** Start Data provided **

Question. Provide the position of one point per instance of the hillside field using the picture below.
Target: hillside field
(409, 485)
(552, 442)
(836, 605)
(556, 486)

** End Data provided **

* _Your goal_: Render every line of the records above as a Markdown table with the columns "Row" and "Line", numbering the rows in order and omitting blank lines.

* _Exercise response_:
| Row | Line |
|---|---|
| 1 | Question. Provide the position of one point per instance of the hillside field using the picture below. |
| 2 | Target: hillside field |
| 3 | (409, 485) |
| 4 | (552, 442) |
| 5 | (836, 605) |
| 6 | (556, 486) |